┌────────

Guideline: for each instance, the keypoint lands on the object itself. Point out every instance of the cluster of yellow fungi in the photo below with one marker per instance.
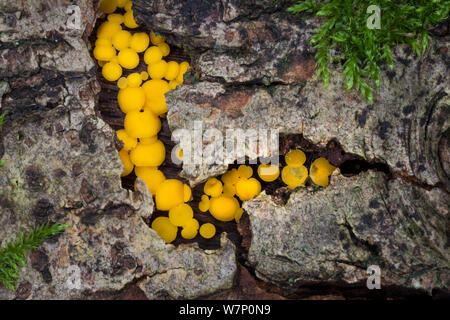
(141, 98)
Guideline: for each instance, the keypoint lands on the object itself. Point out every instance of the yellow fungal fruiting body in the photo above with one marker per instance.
(320, 170)
(165, 229)
(223, 208)
(268, 173)
(207, 230)
(127, 164)
(148, 155)
(247, 189)
(213, 187)
(131, 99)
(128, 142)
(142, 124)
(170, 193)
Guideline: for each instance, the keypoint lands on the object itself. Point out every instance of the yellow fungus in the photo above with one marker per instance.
(128, 20)
(122, 83)
(128, 142)
(238, 214)
(155, 88)
(131, 99)
(295, 158)
(135, 80)
(148, 155)
(128, 58)
(170, 193)
(230, 177)
(165, 48)
(142, 124)
(104, 53)
(223, 208)
(156, 39)
(112, 71)
(181, 214)
(268, 173)
(108, 6)
(229, 190)
(127, 164)
(204, 204)
(190, 229)
(115, 18)
(151, 176)
(187, 193)
(121, 40)
(294, 177)
(172, 70)
(139, 41)
(247, 189)
(158, 69)
(207, 230)
(165, 229)
(213, 187)
(152, 55)
(144, 75)
(245, 172)
(320, 170)
(108, 29)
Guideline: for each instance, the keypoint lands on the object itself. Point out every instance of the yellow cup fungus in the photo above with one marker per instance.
(139, 41)
(165, 229)
(128, 58)
(127, 164)
(213, 187)
(223, 208)
(294, 177)
(121, 40)
(268, 173)
(128, 20)
(128, 142)
(131, 98)
(151, 176)
(112, 71)
(148, 155)
(170, 193)
(173, 69)
(320, 170)
(181, 214)
(142, 124)
(204, 204)
(247, 189)
(207, 230)
(158, 70)
(190, 229)
(152, 55)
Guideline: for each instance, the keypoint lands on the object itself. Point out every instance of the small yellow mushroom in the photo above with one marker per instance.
(139, 41)
(127, 164)
(295, 158)
(170, 193)
(207, 230)
(128, 142)
(148, 155)
(268, 173)
(247, 189)
(165, 229)
(128, 58)
(131, 99)
(213, 187)
(142, 124)
(223, 208)
(320, 170)
(181, 214)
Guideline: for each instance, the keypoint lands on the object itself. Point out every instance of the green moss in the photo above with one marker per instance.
(362, 50)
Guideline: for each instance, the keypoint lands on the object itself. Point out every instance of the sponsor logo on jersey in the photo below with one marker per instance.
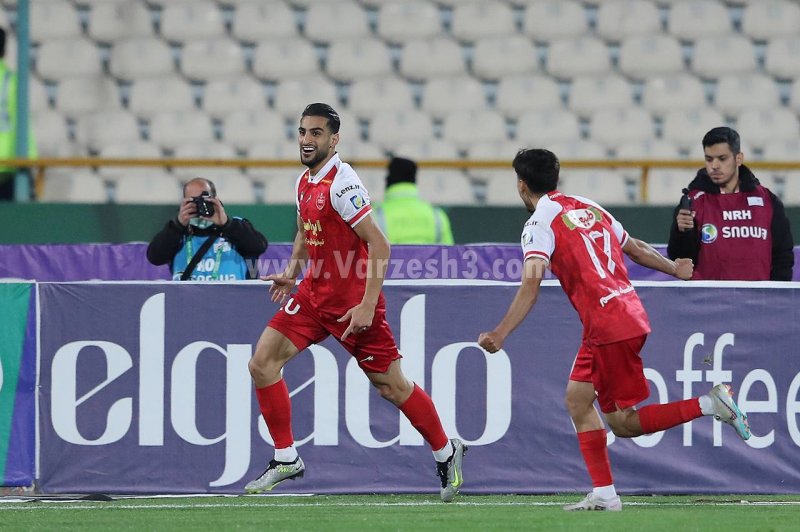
(708, 233)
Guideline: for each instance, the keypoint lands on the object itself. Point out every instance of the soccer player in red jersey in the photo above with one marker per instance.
(584, 245)
(340, 295)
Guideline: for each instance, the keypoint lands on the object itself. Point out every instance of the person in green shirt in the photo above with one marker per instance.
(8, 124)
(403, 216)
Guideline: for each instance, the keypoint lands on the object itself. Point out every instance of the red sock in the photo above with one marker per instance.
(654, 418)
(420, 411)
(277, 411)
(595, 454)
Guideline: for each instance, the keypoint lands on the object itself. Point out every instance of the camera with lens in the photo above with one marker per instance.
(205, 209)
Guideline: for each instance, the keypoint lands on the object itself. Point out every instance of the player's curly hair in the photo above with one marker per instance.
(537, 168)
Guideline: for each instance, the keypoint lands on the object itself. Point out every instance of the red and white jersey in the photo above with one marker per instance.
(582, 243)
(330, 204)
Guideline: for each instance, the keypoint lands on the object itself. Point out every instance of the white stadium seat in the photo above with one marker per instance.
(441, 96)
(519, 93)
(140, 57)
(496, 57)
(254, 20)
(481, 18)
(664, 94)
(184, 20)
(567, 58)
(410, 20)
(149, 97)
(172, 129)
(589, 94)
(284, 59)
(358, 59)
(546, 20)
(695, 19)
(224, 96)
(207, 59)
(435, 57)
(114, 20)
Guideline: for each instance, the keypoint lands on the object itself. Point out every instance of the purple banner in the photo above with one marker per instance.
(128, 262)
(145, 389)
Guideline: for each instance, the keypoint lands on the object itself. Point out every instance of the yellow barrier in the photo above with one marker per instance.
(645, 165)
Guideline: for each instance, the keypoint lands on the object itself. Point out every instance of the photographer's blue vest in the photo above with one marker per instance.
(220, 262)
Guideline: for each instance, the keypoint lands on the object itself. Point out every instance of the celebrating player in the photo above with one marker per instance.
(336, 232)
(583, 245)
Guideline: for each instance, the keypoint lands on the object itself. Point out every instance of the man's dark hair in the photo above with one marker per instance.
(537, 168)
(401, 171)
(210, 184)
(723, 135)
(326, 111)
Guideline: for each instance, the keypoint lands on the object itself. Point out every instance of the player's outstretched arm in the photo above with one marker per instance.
(523, 302)
(643, 253)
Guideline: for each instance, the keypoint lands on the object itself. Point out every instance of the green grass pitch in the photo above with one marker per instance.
(404, 512)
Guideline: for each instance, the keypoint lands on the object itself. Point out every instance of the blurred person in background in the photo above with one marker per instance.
(8, 124)
(731, 226)
(403, 216)
(207, 245)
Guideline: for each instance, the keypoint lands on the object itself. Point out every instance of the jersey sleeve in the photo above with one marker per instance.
(350, 198)
(538, 241)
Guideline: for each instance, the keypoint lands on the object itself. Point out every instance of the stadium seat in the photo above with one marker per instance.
(128, 150)
(78, 96)
(185, 20)
(481, 18)
(723, 54)
(255, 18)
(68, 58)
(782, 57)
(158, 187)
(626, 18)
(669, 93)
(519, 93)
(111, 21)
(207, 59)
(53, 19)
(358, 59)
(441, 96)
(547, 20)
(390, 127)
(282, 59)
(692, 20)
(538, 127)
(208, 150)
(567, 58)
(224, 96)
(368, 96)
(411, 20)
(172, 129)
(764, 126)
(326, 22)
(496, 57)
(644, 56)
(736, 93)
(73, 185)
(243, 129)
(686, 128)
(589, 94)
(769, 19)
(98, 129)
(140, 57)
(440, 56)
(292, 96)
(616, 127)
(150, 97)
(475, 125)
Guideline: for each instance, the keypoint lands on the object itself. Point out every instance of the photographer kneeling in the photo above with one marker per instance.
(203, 244)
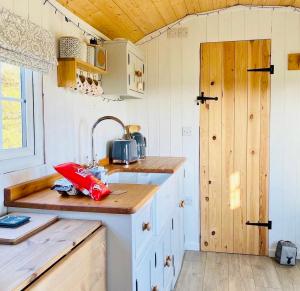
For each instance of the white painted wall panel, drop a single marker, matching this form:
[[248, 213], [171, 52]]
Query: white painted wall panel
[[68, 116], [283, 27]]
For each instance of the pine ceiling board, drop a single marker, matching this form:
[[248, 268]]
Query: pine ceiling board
[[149, 10], [231, 3], [205, 5], [219, 4], [286, 2], [134, 19], [192, 6], [90, 15], [118, 18], [88, 12], [133, 11], [179, 8], [104, 27], [165, 10]]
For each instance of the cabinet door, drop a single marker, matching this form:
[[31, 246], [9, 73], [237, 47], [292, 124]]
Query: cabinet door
[[157, 267], [177, 241], [167, 257], [143, 275]]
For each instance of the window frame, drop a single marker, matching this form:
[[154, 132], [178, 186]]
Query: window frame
[[33, 154]]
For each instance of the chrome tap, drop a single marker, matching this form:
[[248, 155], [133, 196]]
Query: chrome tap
[[126, 134]]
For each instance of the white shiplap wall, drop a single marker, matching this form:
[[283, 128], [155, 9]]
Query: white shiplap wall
[[68, 116], [173, 83]]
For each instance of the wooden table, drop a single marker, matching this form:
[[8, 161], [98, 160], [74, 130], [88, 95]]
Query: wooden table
[[23, 263]]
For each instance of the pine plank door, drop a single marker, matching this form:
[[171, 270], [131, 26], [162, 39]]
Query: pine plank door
[[234, 146]]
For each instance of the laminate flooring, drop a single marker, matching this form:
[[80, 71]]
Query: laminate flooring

└────────

- [What the task requires]
Reproduce all of the data above, changing every "marker" to "pin" and leaving everything else unchanged. Leave the pictures out.

- [Right answer]
Guideline: for each instance, the keypoint lands on the object itself. Point out every instance of the cluster of yellow fungi in the photo below with one pin per instance.
(141, 98)
Guideline: for each instance, the keypoint lands on the object itself. Point out every instance of the yellow fungal fruiting body in the photo above with one pin per instance.
(320, 170)
(165, 229)
(223, 208)
(268, 173)
(207, 230)
(127, 164)
(148, 155)
(247, 189)
(213, 187)
(131, 99)
(128, 142)
(142, 124)
(170, 193)
Guideline: for each instance, the keypoint lands on the object itself. Point out every instance of the yellow fungus in the photo above with one pin per instance.
(128, 20)
(122, 83)
(128, 142)
(238, 214)
(155, 88)
(131, 99)
(295, 158)
(135, 80)
(148, 155)
(128, 58)
(170, 193)
(230, 177)
(165, 48)
(142, 124)
(104, 53)
(223, 208)
(156, 39)
(112, 71)
(181, 214)
(268, 173)
(108, 6)
(229, 190)
(127, 164)
(204, 204)
(190, 229)
(115, 18)
(151, 176)
(187, 193)
(121, 40)
(294, 177)
(172, 70)
(139, 41)
(247, 189)
(158, 69)
(207, 230)
(165, 229)
(213, 187)
(152, 55)
(144, 75)
(245, 172)
(320, 170)
(108, 29)
Guideline: for each instance, the keypoint lands on the object itself. Point out every instance of the yellow cup fungus in the photo above with one pin per instance.
(139, 41)
(165, 229)
(128, 58)
(127, 164)
(213, 187)
(223, 208)
(294, 177)
(121, 40)
(268, 173)
(128, 20)
(128, 142)
(131, 98)
(151, 176)
(112, 71)
(148, 155)
(170, 193)
(173, 69)
(320, 170)
(181, 214)
(142, 124)
(204, 204)
(247, 189)
(207, 230)
(158, 70)
(190, 229)
(152, 55)
Guideline: for each instance, the keypoint lands on the object itself. Point out every instance of the small yellow mushroom in the photo above with one pin per instance.
(139, 41)
(127, 164)
(295, 158)
(170, 193)
(207, 230)
(128, 142)
(148, 155)
(268, 173)
(247, 189)
(165, 229)
(128, 58)
(131, 99)
(213, 187)
(142, 124)
(223, 208)
(320, 170)
(181, 214)
Guideline: for each instance, the keypoint lands on the object itself. Point out every instance of the green moss in the photo above with one pin per instance.
(362, 50)
Guideline: for each instance, the keypoint lands on the object itself. Point out every instance of the sponsor logo on jersey in the photo below with one pin per instance.
(708, 233)
Guideline: for each instance, the keypoint lands on the object itself. Point out every instance of the soccer player in red jersey in the photo above with one pin per instance.
(584, 245)
(340, 295)
Guideline: for each instance, the keypoint lands on the object itself. Point out every instance of the person in green shirt in the photo above with one pin per instance.
(8, 124)
(403, 216)
Guideline: for each instance, the keypoint lands on the object itself. Point out every instance of the red sock in the photo above with one pin per instance.
(654, 418)
(420, 411)
(277, 411)
(595, 454)
Guideline: for each instance, the keypoint lands on the object itself. Point out every instance of the camera with lens in the photo above with one pin per instance.
(205, 209)
Guideline: for each instance, the keypoint lands on the object itself. Point out every instance of the player's curly hair in the photo above with one pin per instance.
(537, 168)
Guideline: for each instance, the keypoint lands on the object itself. Point out every instance of the red and white jersey in the photo above with one pin per instance.
(582, 243)
(330, 204)
Guideline: for each instance, the keypoint lands on the object itself. Point out every instance of the white stadium seat in the photo above with one pin per instance.
(441, 96)
(519, 93)
(140, 57)
(496, 57)
(254, 20)
(481, 18)
(664, 94)
(184, 20)
(567, 58)
(410, 20)
(149, 97)
(172, 129)
(589, 94)
(284, 59)
(358, 59)
(546, 20)
(695, 19)
(224, 96)
(207, 59)
(435, 57)
(114, 20)
Guideline: for each instance, the keypoint lands on the object itself. Point out every instance of the purple banner in the photo above with one pin per instance.
(128, 262)
(145, 389)
Guideline: for each instance, the keypoint lands on the object itself. Point out every instance of the yellow barrier in the photo above with one pin per instance.
(645, 165)
Guideline: for each instance, the keypoint lands on the object itself. Point out every instance of the photographer's blue vest in the photo above with one pin per instance.
(220, 262)
Guideline: for each instance, the keypoint lands on the object itself. Point out every instance of the celebrating player in the photo above with one pin per instance.
(336, 232)
(583, 245)
Guideline: for each instance, the keypoint lands on the object itself. Point out every instance of the man's dark hair in the photo above with one pin per instance.
(537, 168)
(401, 171)
(210, 184)
(723, 135)
(326, 111)
Guideline: for each instance, the keypoint lands on the object itself. Point out every instance of the player's outstretched arm in the photo above with one pin per instance.
(523, 302)
(643, 253)
Guideline: for each instance, the keypoint lands on the object itself. Point out every instance of the green grass pitch in the photo above with one pin per instance.
(404, 512)
Guideline: for each instance, the keypoint lands on the object itself. Point out every instance of the blurred person in background in the photo above with one pin per instance.
(8, 124)
(731, 226)
(403, 216)
(207, 245)
Guideline: for each instance, the keypoint lands on the object itself. Point out every instance of the jersey sleeve in the photo above with one pin per instance.
(350, 198)
(538, 241)
Guideline: for each instance, the keypoint lands on the object itself. Point out every instance of the stadium seat in the photo above with one pin per instance.
(128, 150)
(78, 96)
(185, 20)
(481, 18)
(723, 54)
(255, 18)
(68, 58)
(782, 57)
(158, 187)
(626, 18)
(669, 93)
(519, 93)
(111, 21)
(207, 59)
(53, 19)
(358, 59)
(441, 96)
(547, 20)
(390, 127)
(282, 59)
(692, 20)
(538, 127)
(208, 150)
(567, 58)
(224, 96)
(368, 96)
(411, 20)
(172, 129)
(764, 126)
(326, 22)
(496, 57)
(644, 56)
(736, 93)
(73, 185)
(243, 129)
(686, 128)
(589, 94)
(769, 19)
(98, 129)
(140, 57)
(440, 56)
(292, 96)
(616, 127)
(150, 97)
(475, 125)
Guideline: for each instance, the keypoint lands on the object itself. Point out every instance of the photographer kneeling in the photo above with one pin per instance.
(203, 244)
For each instance of the white painted wall panel, drop a single pin, matching this form:
[[248, 213], [171, 52]]
Query: white painted wall panel
[[68, 116], [283, 27]]
For each instance of the pine ceiling board, drop a single pin, matching this form:
[[248, 268]]
Query: pine ceiling board
[[149, 10], [231, 3], [205, 5], [219, 4], [286, 2], [134, 19], [192, 6], [90, 15], [118, 18], [88, 12], [133, 11], [179, 8], [104, 27], [165, 10]]
For each instance of the cabinet door, drop a single pin, matching this form:
[[31, 246], [9, 73], [237, 47], [292, 124]]
Query: cabinet door
[[157, 267], [177, 241], [167, 257], [143, 275]]
For each instance of the window frame, drop a single pin, matching this form:
[[154, 132], [178, 186]]
Query: window frame
[[33, 154]]
For each instance of the chrome tap, drop a single pin, matching this form:
[[248, 155], [133, 196]]
Query: chrome tap
[[126, 134]]
For each instance of the white shiplap wall, drop a single pin, matching this form:
[[283, 128], [155, 9]]
Query: white shiplap wall
[[68, 116], [173, 83]]
For each instance of the wooden table, drop a single pin, matching this form:
[[8, 161], [98, 160], [74, 130], [88, 95]]
Query: wooden table
[[23, 263]]
For each instance of the pine plank door, drop a single pin, matching this form:
[[171, 270], [131, 26], [162, 39]]
Query: pine plank door
[[234, 146]]
For each instance of the laminate flooring, drop a single pin, matching this form:
[[80, 71]]
Query: laminate flooring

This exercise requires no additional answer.